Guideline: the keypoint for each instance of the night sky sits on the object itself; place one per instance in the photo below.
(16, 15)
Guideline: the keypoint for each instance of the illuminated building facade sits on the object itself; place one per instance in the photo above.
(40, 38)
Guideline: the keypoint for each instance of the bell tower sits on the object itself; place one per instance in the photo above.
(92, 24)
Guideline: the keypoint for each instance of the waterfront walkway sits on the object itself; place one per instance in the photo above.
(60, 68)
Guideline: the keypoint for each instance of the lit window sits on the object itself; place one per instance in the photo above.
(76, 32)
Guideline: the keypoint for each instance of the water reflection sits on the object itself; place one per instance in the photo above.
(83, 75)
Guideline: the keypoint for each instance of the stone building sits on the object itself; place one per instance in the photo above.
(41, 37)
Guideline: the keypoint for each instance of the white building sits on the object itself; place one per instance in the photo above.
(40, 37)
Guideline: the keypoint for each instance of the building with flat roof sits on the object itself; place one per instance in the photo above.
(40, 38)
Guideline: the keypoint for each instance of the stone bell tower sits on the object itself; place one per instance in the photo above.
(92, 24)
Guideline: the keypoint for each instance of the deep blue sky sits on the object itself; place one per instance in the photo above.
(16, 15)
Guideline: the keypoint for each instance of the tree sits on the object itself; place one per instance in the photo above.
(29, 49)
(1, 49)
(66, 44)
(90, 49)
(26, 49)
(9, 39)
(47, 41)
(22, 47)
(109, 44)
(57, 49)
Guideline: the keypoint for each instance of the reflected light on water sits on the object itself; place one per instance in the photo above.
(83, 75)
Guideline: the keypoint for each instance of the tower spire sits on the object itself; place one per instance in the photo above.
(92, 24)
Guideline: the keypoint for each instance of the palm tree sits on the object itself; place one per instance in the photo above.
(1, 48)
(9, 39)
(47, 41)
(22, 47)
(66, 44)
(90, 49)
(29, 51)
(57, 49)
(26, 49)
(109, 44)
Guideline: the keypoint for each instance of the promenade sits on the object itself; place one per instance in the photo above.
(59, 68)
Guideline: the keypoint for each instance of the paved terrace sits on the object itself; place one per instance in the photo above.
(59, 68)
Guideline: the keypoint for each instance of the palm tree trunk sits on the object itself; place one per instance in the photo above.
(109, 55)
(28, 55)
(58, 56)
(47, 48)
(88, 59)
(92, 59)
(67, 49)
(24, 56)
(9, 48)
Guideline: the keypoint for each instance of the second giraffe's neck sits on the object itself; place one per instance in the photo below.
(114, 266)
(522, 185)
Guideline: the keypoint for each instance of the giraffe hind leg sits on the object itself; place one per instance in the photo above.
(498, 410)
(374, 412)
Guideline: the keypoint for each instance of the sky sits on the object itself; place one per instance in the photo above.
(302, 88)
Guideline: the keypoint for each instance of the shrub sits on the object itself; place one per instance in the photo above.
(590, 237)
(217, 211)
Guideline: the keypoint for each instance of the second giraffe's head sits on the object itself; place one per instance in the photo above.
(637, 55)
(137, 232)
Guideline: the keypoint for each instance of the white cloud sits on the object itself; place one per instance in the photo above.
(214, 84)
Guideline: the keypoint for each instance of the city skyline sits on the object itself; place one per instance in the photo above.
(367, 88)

What the task asks
Whatever appears in the listing above, write it down again exactly.

Task solution
Guideline: the keypoint for each instance of the night sky sits on the object itself; place one per instance in the photo below.
(16, 15)
Guideline: the keypoint for each instance of the illuminated building facade sits on the object itself; place one per instance in the photo above.
(40, 38)
Guideline: the keypoint for each instance of the bell tower sits on the object itself; place one per instance in the photo above.
(92, 24)
Guideline: the keypoint for each instance of the waterfront walkway sits on the object itself; place one per instance in the photo above.
(60, 68)
Guideline: the keypoint for each instance of the lit window sits on the object itself; place one per instance in the photo above.
(76, 32)
Guideline: the keypoint for each instance of the water reflection sits on the object itself; place one per instance in the photo above.
(83, 75)
Guideline: the keypoint for each instance of the stone building sits on the object itself; place one per instance in the photo above.
(41, 37)
Guideline: the keypoint for each instance of the white building sits on the object itself; place one per instance in the photo above.
(40, 37)
Guideline: the keypoint for each instance of the building with flat roof sits on the object itself; place one per instance in the photo above.
(40, 38)
Guideline: the keypoint for each instance of the stone bell tower sits on the object itself; place one per instance in the photo above.
(92, 24)
Guideline: the keypoint for each instance of the deep blue sky sits on the object itself; place one per instance in the photo above.
(16, 15)
Guideline: the keypoint for each instance of the tree sits on the object itself; place one per instance in the photo above.
(29, 49)
(1, 49)
(66, 44)
(90, 49)
(26, 49)
(9, 39)
(47, 41)
(22, 47)
(109, 44)
(57, 49)
Guideline: the keypoint for each instance of the reflected light on water sits on the object itself; place one per instance in the photo above.
(83, 75)
Guideline: the keypoint for each instance of the tower spire sits on the object itself; place one per instance in the photo above.
(92, 24)
Guideline: the keypoint for each instance of the palm tree sits on the object itself; place one per instance in the photo above.
(1, 48)
(9, 39)
(47, 41)
(22, 47)
(66, 44)
(90, 49)
(29, 51)
(57, 49)
(26, 49)
(109, 44)
Guideline: the keypoint for each instance of the promenade sits on the object itself; place one per instance in the photo above.
(59, 68)
Guideline: the keypoint for each instance of the paved terrace sits on the object itself; place one per instance in the photo above.
(59, 68)
Guideline: the keypoint for each instance of the palm tree trunk sits on the object itself; place one per instance in the photo above.
(109, 55)
(28, 55)
(58, 56)
(47, 48)
(88, 59)
(92, 59)
(67, 49)
(24, 56)
(9, 48)
Guideline: the keypoint for each instance of the second giraffe's neck sits on the object itself; place one per instance in the photo below.
(114, 266)
(522, 185)
Guideline: the keypoint for each instance of the giraffe hind leg sits on the object itself; place one per instance in the photo above.
(498, 410)
(374, 412)
Guideline: the keypoint for each instance of the sky sits on the object itself; place one per instance in the photo above.
(302, 88)
Guideline: the keypoint for each instance of the shrub sits on the object itself; place one per instance in the photo above.
(590, 237)
(217, 211)
Guideline: the keypoint for each instance of the second giraffe's head sits on the object itself; place one per instance in the photo above.
(637, 55)
(137, 232)
Guideline: the keypoint for each instance of the white cloud sits on the object itself; place one per instance in the photo above.
(214, 84)
Guideline: the keypoint for each instance of the city skyline sits on the object itself; place one per instance in the photo above.
(367, 88)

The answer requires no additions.